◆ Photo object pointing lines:
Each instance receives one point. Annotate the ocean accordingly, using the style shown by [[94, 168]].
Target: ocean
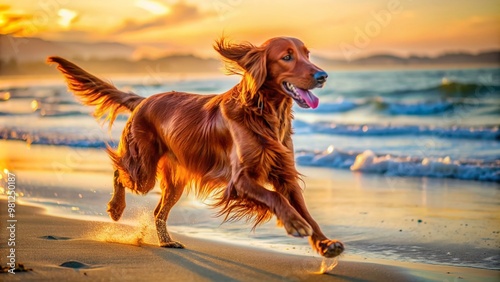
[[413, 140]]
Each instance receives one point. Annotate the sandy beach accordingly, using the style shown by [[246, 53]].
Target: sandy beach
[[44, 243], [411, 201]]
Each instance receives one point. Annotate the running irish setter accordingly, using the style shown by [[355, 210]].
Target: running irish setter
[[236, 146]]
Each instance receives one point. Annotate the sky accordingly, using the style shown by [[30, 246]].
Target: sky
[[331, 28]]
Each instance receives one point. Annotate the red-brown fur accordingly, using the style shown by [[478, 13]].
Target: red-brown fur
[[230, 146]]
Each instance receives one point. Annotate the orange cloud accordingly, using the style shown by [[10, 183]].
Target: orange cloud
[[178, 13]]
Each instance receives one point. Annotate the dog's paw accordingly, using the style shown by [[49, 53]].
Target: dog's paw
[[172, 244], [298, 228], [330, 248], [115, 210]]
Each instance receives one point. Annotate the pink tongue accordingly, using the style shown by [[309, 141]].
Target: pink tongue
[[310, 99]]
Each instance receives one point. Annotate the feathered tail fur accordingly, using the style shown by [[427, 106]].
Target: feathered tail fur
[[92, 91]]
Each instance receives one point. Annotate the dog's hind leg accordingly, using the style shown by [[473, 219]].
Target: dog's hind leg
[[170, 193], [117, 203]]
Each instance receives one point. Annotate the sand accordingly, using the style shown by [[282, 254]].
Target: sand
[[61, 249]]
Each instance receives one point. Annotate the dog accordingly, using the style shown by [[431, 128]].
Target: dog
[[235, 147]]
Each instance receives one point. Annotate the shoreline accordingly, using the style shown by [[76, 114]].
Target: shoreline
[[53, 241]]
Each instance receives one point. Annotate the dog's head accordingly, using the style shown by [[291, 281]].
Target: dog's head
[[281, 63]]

◆ THE TASK: Transcribe all of the lines above word for word, omitting the pictures.

◆ CORRECT ANSWER:
Each instance receives one point. Annotate the ocean accordingly, using the style shown by [[94, 168]].
Target: ocean
[[413, 140]]
Each instance receives one point. Annotate the sandy beach accordingly, using the style shown by [[246, 53]].
Target: sandy beach
[[44, 243], [411, 201]]
Each instance receives one point. Annotate the running irish setter accordingly, using the style shown by [[355, 210]].
Target: running irish setter
[[236, 146]]
Each instance receives one point. Annotate the sky accordingly, using the style shown by [[30, 246]].
Target: sky
[[331, 28]]
Each instance receives one point. Annotate the red-brown fur accordingly, using the style shown by [[478, 13]].
Target: red-brown fur
[[230, 146]]
Each instance receives one point. Annotate the orange cloud accordingly, using the style shown by [[10, 183]].
Target: orange cloud
[[178, 13]]
Each instance receives one point. Annotate the dog's paw accordingly, using the style shown by [[49, 53]].
Target: dog's paw
[[172, 244], [298, 228], [330, 248], [115, 210]]
Each instance receives one point. Annotate the pink tongue accordingly, using the style shown by [[309, 141]].
Target: pink tongue
[[310, 99]]
Each instance receives one point. Annotate the feathered tail fur accordingly, using the style shown by [[427, 106]].
Target: feathered tail fur
[[92, 91]]
Each instance receives one point. Annotate the dog's hind leg accordingly, using the style shown by [[473, 219]].
Target: dog's hind leg
[[170, 193], [117, 203]]
Each instance receives one point. Annotate the sand accordingly, using the style shown by [[282, 254]].
Target: sand
[[61, 249]]
Each instance receives one point. Annotate the dog accordingly, using the style shown by [[431, 128]].
Target: dog
[[235, 147]]
Each instance receives one point. Annotate the shoreline accordingly, using the style shown by [[76, 114]].
Target: shoreline
[[53, 241]]
Each instance receives one point. Annotate the dog's head accordingly, using the style shown by [[291, 281]].
Target: dog's head
[[281, 63]]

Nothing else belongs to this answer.